§ **Task set**:
**A.** Translate this sentence from the issue on slow GPU inference below into Spanish: "I suppose the export in onnx form was not so successful."
**B.** Using the issue on slow GPU inference below, decide whether each statement agrees with it, answering yes or no and quoting the words that settle it: (i) Inference with CUDA took 21 ms. (ii) The issue has three comments. (iii) The input is bound with the type np.float32.

§ **Text passage**:
-----
Here the code for GPU but it seems, doesn't run fast
Apisteftos opened this issue · 0 comments
Apisteftos commented
I inferenced the model with both CPU and GPU, but it seems the only difference between the is just 4 ms. With CPU reaches almost 26ms and with CUDA 21 ms. I don't unterstand why is running so bad. I suppose the export in onnx form was not so successful.
def inference(self, input_tensor):
input_name = self.session.get_inputs()[0].name
output_name = self.session.get_outputs()[0].name
iobinding = self.session.io_binding()
ortvalue = onnxruntime.OrtValue.ortvalue_from_numpy(input_tensor, 'cuda', 0)
iobinding.bind_input(input_name, 'cuda', 0, np.float32, ortvalue.shape(), ortvalue.data_ptr())
iobinding.bind_output(output_name, 'cuda', 0)
start = time.perf_counter()
#outputs = self.session.run(self.output_names, {self.input_names[0]: input_tensor})
self.session.run_with_iobinding(iobinding)
print(f"Inference time: {(time.perf_counter() - start)*1000:.2f} ms")
outputs = iobinding.copy_outputs_to_cpu()
return outputs
-----
§ **Recorded information**:
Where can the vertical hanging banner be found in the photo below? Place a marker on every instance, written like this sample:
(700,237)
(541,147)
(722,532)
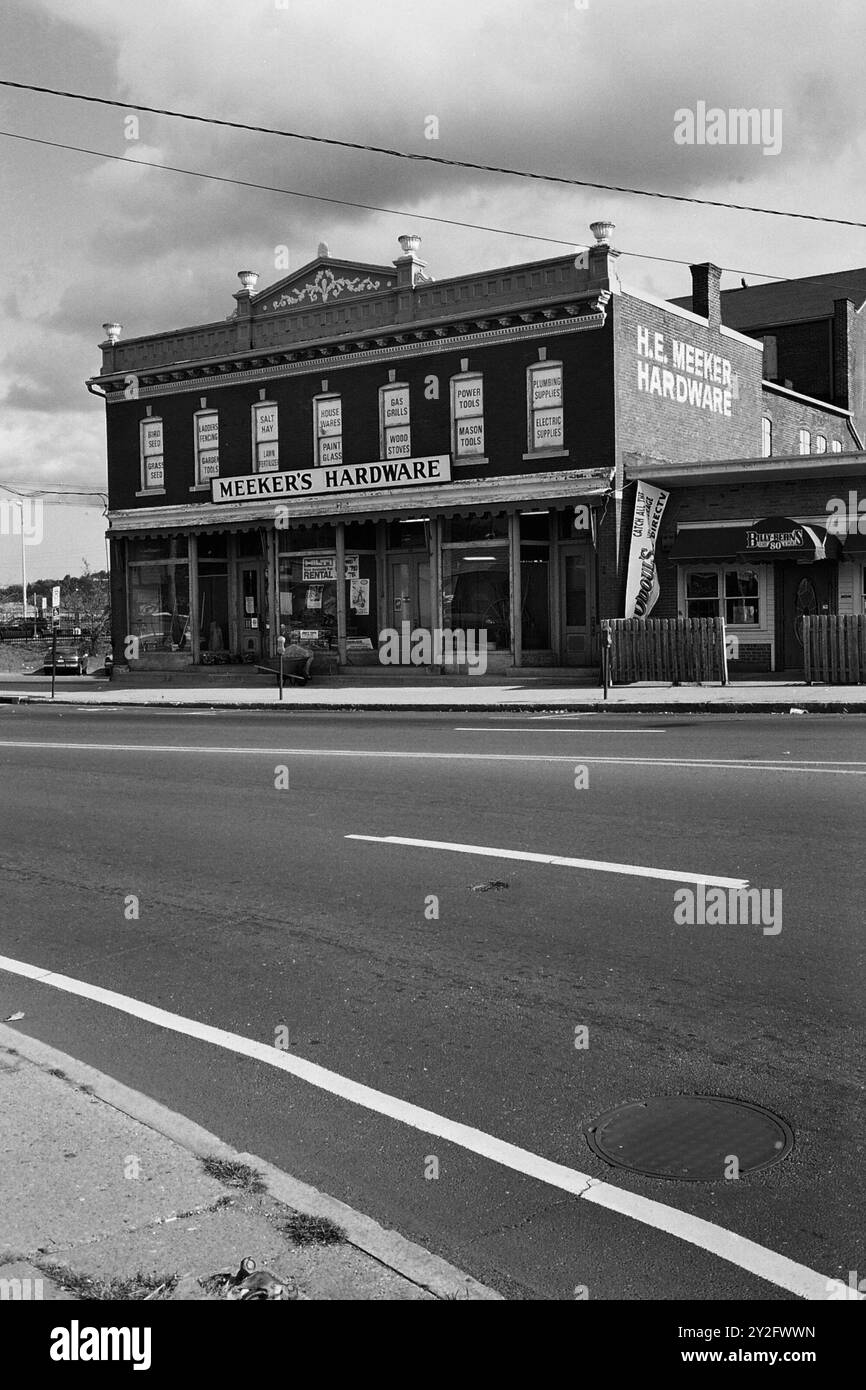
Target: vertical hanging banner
(642,581)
-----
§ **The solutions**:
**A.** Supongo que la exportación en formato onnx no fue tan exitosa.

**B.**
(i) Yes: "with CUDA 21 ms"
(ii) No: "0 comments"
(iii) Yes: "iobinding.bind_input(input_name, 'cuda', 0, np.float32, ortvalue.shape(), ortvalue.data_ptr())"